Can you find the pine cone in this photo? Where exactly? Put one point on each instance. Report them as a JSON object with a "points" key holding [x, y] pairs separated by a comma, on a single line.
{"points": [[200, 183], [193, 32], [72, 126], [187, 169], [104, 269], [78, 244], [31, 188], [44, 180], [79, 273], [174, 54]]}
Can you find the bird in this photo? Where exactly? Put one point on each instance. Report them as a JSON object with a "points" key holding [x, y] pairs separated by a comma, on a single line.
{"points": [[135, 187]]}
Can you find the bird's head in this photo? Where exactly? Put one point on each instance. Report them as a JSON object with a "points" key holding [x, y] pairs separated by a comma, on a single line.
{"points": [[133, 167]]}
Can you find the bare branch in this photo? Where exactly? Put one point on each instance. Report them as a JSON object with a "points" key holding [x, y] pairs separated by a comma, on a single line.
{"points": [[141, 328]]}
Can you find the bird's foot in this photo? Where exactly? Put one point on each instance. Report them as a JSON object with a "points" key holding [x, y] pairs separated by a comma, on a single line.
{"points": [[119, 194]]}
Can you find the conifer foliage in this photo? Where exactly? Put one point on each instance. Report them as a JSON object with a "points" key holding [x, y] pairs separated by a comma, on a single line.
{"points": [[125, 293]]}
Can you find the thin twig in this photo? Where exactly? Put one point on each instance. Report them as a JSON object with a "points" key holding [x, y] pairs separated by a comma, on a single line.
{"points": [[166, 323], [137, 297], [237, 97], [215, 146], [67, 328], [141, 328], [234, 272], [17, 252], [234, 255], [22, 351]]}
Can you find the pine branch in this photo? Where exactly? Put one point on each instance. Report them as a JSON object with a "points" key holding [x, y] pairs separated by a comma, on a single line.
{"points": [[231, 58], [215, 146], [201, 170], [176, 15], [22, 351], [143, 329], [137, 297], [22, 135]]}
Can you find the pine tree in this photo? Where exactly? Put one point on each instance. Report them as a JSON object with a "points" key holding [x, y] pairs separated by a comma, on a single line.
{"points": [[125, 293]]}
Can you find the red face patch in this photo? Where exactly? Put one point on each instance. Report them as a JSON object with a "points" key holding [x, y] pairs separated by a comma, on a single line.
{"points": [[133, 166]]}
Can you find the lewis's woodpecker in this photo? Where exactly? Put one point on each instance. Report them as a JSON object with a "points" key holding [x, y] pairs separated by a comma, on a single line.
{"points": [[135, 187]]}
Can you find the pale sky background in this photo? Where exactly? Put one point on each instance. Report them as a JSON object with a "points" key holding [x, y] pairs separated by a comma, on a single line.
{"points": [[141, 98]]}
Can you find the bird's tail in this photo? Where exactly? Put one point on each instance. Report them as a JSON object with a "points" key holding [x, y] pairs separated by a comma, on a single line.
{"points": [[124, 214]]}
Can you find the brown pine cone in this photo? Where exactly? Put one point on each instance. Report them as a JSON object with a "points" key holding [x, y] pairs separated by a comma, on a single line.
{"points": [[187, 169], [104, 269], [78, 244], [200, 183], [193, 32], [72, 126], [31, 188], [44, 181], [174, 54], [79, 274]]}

···

**Your goal:**
Each entry above needs to be duplicated verbatim.

**Task result:**
Can you find the pine cone in this photo? Where exactly? Put one point on each instance. Report them as a JSON object with a "points" key holding [x, y] pairs separated by a comma, on a single line.
{"points": [[200, 183], [193, 32], [72, 126], [187, 169], [104, 269], [78, 244], [31, 188], [44, 180], [79, 273], [174, 54]]}
Can you find the bird in this photo? Where exactly? Put one point on each instance. Report them as a JSON object with a "points" key holding [x, y] pairs separated by a comma, on a single line.
{"points": [[135, 187]]}
Can you find the bird's head in this photo? Where exactly? Put one point on each instance. Report them as a JSON object with a "points" key holding [x, y] pairs separated by a comma, on a single line.
{"points": [[133, 167]]}
Can you find the bare branch in this photo? Where exactly? Put one point on each instance. Report them as a JSON object with a "points" key holding [x, y] pairs separated by a comma, on a single line.
{"points": [[141, 328]]}
Can you find the bird's foot in this photo? Where exactly? Put one point on each instance. Report them as a JSON object with a "points" key holding [x, y] pairs separated by a comma, on a single line.
{"points": [[119, 194]]}
Can you find the conifer foliage in this photo? Where exactly? Put one point on each instance. Report them as a JSON object with a "points" key holding [x, y] pairs separated by a comma, on a single line.
{"points": [[125, 293]]}
Can you find the thin twig in this photo? Where exactly? Put one point on each instance. Report them as a JSON object with a "points" key holding [x, y] pairs separated by a comma, on a single line.
{"points": [[166, 323], [137, 297], [237, 97], [215, 146], [67, 328], [141, 328], [234, 272], [17, 252], [234, 255], [22, 351]]}
Can you find the pine branch in this photo? Where exactly? Put one point on each instance. Report them as a JSON object with a "points" key holding [x, y] pairs separated by a comma, on a single line.
{"points": [[231, 58], [215, 146], [201, 170], [176, 15], [22, 351], [143, 329], [137, 297], [22, 135]]}
Can you find the pine tree in this photo? Where exactly? Put one point on each instance. Report them as a JSON object with a "points" key holding [x, y] pairs separated by a comma, on a single line.
{"points": [[125, 293]]}
Can you find the red face patch in this photo? Where exactly? Put one point on each instance. Report them as a JSON object with a "points" key holding [x, y] pairs separated by a comma, on a single line.
{"points": [[133, 166]]}
Can you find the lewis's woodpecker in this photo? Where exactly? Put one point on each instance. Report them as a JSON object with a "points" key holding [x, y] pairs separated by a comma, on a single line.
{"points": [[135, 187]]}
Can you find the pale sky background in this photo? Where exactly? Put one point on each instance. Report them as a JSON object with a "points" key holding [x, y] pairs separated by a comma, on a single line.
{"points": [[141, 98]]}
Can you find the bird's tail in this photo? Where exactly? Put one point on each instance. Report them as a JSON object with a "points" key holding [x, y] pairs separated by a comma, on a single line.
{"points": [[124, 214]]}
Can you find the brown pine cone in this photo? Where exactly? Put one point on each instance. Report them as a JSON object with a "points" key holding [x, y] pairs separated by a comma, on a single line.
{"points": [[187, 169], [104, 269], [78, 244], [200, 183], [193, 32], [72, 126], [31, 188], [44, 181], [174, 54], [79, 274]]}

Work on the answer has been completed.